Turn the listing below into a Markdown table with two columns, Row and Line, giving each line its row number and leaving out blank lines.

SUPPLIED DATA ::
* * * * * * *
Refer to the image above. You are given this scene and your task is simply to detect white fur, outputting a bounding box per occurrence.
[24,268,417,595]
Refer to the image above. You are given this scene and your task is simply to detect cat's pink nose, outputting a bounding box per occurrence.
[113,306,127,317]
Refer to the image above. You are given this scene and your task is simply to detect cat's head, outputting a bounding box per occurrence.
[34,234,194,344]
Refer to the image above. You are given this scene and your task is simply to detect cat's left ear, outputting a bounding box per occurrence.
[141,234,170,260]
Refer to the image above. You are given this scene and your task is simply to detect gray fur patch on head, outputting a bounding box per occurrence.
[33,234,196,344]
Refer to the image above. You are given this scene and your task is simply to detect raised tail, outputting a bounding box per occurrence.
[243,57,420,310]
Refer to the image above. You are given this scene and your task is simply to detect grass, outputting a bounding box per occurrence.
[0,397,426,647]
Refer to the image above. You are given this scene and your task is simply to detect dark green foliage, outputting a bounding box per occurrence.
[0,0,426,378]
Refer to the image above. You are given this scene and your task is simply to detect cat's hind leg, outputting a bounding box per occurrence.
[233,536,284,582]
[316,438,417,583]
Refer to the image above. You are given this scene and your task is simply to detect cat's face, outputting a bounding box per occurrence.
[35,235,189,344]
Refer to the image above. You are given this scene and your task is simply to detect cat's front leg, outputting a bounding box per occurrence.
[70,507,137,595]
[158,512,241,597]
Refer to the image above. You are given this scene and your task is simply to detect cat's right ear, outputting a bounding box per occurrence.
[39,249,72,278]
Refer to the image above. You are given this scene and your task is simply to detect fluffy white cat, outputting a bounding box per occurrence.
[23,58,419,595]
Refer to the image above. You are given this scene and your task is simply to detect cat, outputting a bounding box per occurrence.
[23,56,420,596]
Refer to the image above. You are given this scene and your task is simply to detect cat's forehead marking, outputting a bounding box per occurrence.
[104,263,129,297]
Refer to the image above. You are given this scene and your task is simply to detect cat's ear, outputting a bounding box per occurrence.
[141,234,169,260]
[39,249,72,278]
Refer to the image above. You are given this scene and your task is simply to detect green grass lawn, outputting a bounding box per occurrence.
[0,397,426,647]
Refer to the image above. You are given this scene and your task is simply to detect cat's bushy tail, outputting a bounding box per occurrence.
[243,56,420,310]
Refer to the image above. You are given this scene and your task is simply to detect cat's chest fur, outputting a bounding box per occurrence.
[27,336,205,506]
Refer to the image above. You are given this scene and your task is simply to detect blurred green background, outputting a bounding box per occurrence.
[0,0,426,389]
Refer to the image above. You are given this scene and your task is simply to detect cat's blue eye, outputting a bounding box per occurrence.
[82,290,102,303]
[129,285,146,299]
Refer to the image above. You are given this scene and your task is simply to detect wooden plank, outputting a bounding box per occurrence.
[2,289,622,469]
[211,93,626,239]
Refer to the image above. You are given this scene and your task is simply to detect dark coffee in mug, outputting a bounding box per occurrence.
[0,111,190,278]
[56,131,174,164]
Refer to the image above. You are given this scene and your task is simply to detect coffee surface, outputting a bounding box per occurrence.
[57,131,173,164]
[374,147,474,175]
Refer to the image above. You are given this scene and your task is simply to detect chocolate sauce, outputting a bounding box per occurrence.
* * * * * * *
EXPECTED ANSWER ::
| Row | Line |
|---|---|
| 1 | Refer to the image above. You are given this scene and your task is simply to detect white fur, outputting a bounding box per occurrence. |
| 2 | [24,268,417,595] |
| 3 | Refer to the image above. You are given this scene and your task is simply to detect cat's pink nose, outputting a bounding box per occurrence. |
| 4 | [113,306,127,317] |
| 5 | Refer to the image above. You are given this scene and your task is simply to detect cat's head, outputting a bounding box per occurrence. |
| 6 | [34,234,194,344] |
| 7 | Refer to the image above. You are given this scene and your task is simply to detect cat's left ear, outputting a bounding box per occurrence. |
| 8 | [141,234,170,260] |
| 9 | Refer to the image above. You are given this scene and your task is simply to detect gray fur patch on head, outputting a bounding box per occurrence. |
| 10 | [33,234,196,344] |
| 11 | Refer to the image above. You are given this scene and your task is simply to detect raised tail, outputting a bounding box per occurrence. |
| 12 | [243,57,420,310] |
| 13 | Refer to the image above. You are given this scene and your task is simply to detect grass, outputting a bounding box per occurrence. |
| 14 | [0,397,426,647] |
| 15 | Refer to the image above. You are given this scene and your task is simply to detect dark green foliage, outputting a bounding box per occurrence. |
| 16 | [0,0,426,378] |
| 17 | Refer to the image above. You are given this scene and your task is simply to detect cat's hind leg, outputting a bounding box per occurrence. |
| 18 | [233,536,284,582] |
| 19 | [316,438,417,583] |
| 20 | Refer to the image above. You are given this scene and your task is simply to detect cat's face, outputting a bounding box per occurrence. |
| 21 | [35,235,189,344] |
| 22 | Refer to the image above. You are given this scene and your task is simply to detect cat's front leg, outputting a bounding box per occurrence. |
| 23 | [70,507,137,595] |
| 24 | [158,512,241,597] |
| 25 | Refer to the image above. You are given this scene and your task is simply to detect cat's right ear, outputting a bounding box per occurrence. |
| 26 | [39,249,72,278] |
| 27 | Refer to the image above. You are given this scene and your task is simply to detect fluffy white cat, outputting a bounding box per occurrence. |
| 28 | [23,58,419,595] |
| 29 | Refer to the image above. You are given this scene and your task is simply to detect cat, outputting a bounding box per occurrence. |
| 30 | [23,56,420,596] |
| 31 | Refer to the image above. You are given this scene and your task is simply to detect cat's forehead marking, outputting a bounding box per occurrence. |
| 32 | [104,263,129,297] |
| 33 | Refer to the image above. You are given this scene and your task is simply to detect cat's ear, outputting a bounding box per occurrence. |
| 34 | [141,234,169,260] |
| 35 | [39,249,72,278] |
| 36 | Refer to the image above. You are given this scene and your task is simply to detect green grass lawn, outputting a bounding box per occurrence. |
| 37 | [0,397,426,647] |
| 38 | Refer to the image above. You are given this scene and your task is simply to detect cat's bushy tail, outputting a bounding box per occurrence. |
| 39 | [243,56,420,310] |
| 40 | Refer to the image above. You are given this scene and your task is simply to detect cat's chest fur, outputting a bounding box per occurrence. |
| 41 | [27,336,205,506] |
| 42 | Refer to the image above. You are given this scene and your task is simply to detect blurred green background, outputting a bounding box per occurrence. |
| 43 | [0,0,426,389] |
| 44 | Refer to the image above. You are given this scene and your task is simply to detect cat's blue eye, outputting a bounding box per occurrence. |
| 45 | [82,290,102,303] |
| 46 | [129,285,146,299] |
| 47 | Refer to the image above. You are given this scene and your task is simply to detect wooden plank, outputting a bounding box per occurrence. |
| 48 | [2,289,622,469] |
| 49 | [211,93,626,239] |
| 50 | Refer to the image above. You are given this scene and your task is simply to detect dark coffee in mug, outputting a bounding box per occurrence. |
| 51 | [0,111,190,278] |
| 52 | [56,131,174,164] |
| 53 | Refer to the image above. You are given this scene and your task is simply to detect coffee surface, outputting a bounding box per occurrence. |
| 54 | [57,131,173,164] |
| 55 | [374,147,474,175] |
| 56 | Refer to the image above. You are given this scene and your task is simply to detect chocolate sauce, outputting a bounding box per occurrence. |